--- LISTED RECORDS ---
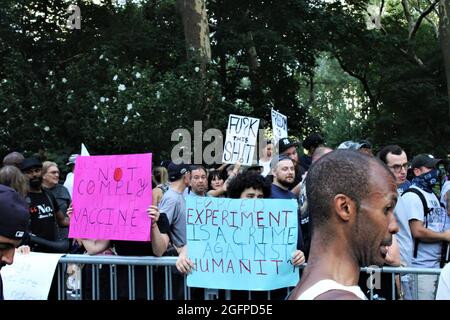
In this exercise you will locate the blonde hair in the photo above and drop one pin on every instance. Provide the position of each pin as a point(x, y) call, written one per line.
point(12, 177)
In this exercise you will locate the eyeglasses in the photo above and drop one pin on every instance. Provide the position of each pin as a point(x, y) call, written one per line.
point(33, 171)
point(6, 246)
point(398, 167)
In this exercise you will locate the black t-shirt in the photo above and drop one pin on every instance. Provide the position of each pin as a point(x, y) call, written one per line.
point(43, 208)
point(140, 248)
point(305, 161)
point(299, 171)
point(1, 288)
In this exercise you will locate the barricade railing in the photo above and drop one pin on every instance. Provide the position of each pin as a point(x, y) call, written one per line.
point(397, 271)
point(163, 281)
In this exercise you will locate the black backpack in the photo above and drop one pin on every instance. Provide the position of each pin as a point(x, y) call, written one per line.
point(426, 211)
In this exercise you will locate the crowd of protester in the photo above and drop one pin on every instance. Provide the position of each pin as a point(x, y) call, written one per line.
point(422, 217)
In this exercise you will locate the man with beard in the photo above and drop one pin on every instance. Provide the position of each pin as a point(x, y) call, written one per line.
point(199, 181)
point(13, 226)
point(283, 175)
point(44, 210)
point(429, 229)
point(351, 200)
point(288, 148)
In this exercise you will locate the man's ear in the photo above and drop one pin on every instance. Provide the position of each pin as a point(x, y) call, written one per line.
point(344, 207)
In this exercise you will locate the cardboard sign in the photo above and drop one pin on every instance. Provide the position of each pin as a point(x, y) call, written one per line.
point(241, 244)
point(30, 276)
point(240, 141)
point(279, 126)
point(111, 195)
---
Change every occurrence of "photo" in the lines above to "image", and reproduce all the lines with nothing else altered. Leave the pictures out of your answer.

In this exercise you will locate the blonde hair in the image above and drop one pin on every instance. Provide the position of each pin as a point(x, y) call, written one per line.
point(12, 177)
In this exercise you will locate the eyeglasses in the image above and drop one pin on every instance. Provide the position of each pin as a point(x, y) call, written one per line.
point(33, 171)
point(6, 246)
point(398, 167)
In this exercise you will locate the black t-shirt in the image above and drop one pin on every instance. Provide the position of each pin as a point(x, y) call, written one per line.
point(43, 208)
point(140, 248)
point(305, 161)
point(299, 171)
point(1, 288)
In this exercise you will locate the barricade railing in the image above and drop one pin on every instance. Provide the position of each pin as a point(x, y) call, written one per line.
point(397, 271)
point(163, 281)
In this exercise you will locate the black backpack in the image above and drop one pin on every instance. Provide the position of each pin as a point(x, y) call, written one per line.
point(426, 211)
In this exercise you will locate the crowd of protester in the image above and drop one pin on every instance. Provide the position of each pin as a point(x, y) call, written one per line.
point(422, 217)
In this exercise you will locate the man with beard in the image above and drop one pin on every instance. Provide the position of each pin as a point(x, y) call, written one per line.
point(199, 181)
point(13, 226)
point(283, 175)
point(44, 210)
point(429, 229)
point(351, 200)
point(288, 148)
In this exercise you will locate the man's ear in the image above and drop one pin on every instance. Provide the position of each pin as a point(x, y) call, written one per line.
point(344, 207)
In this exercise you will locate the cardboard sign in the image above and drop one pin on every instance. Provide the position of each pin as a point(x, y) call, written one per line.
point(241, 244)
point(30, 276)
point(240, 141)
point(279, 126)
point(111, 195)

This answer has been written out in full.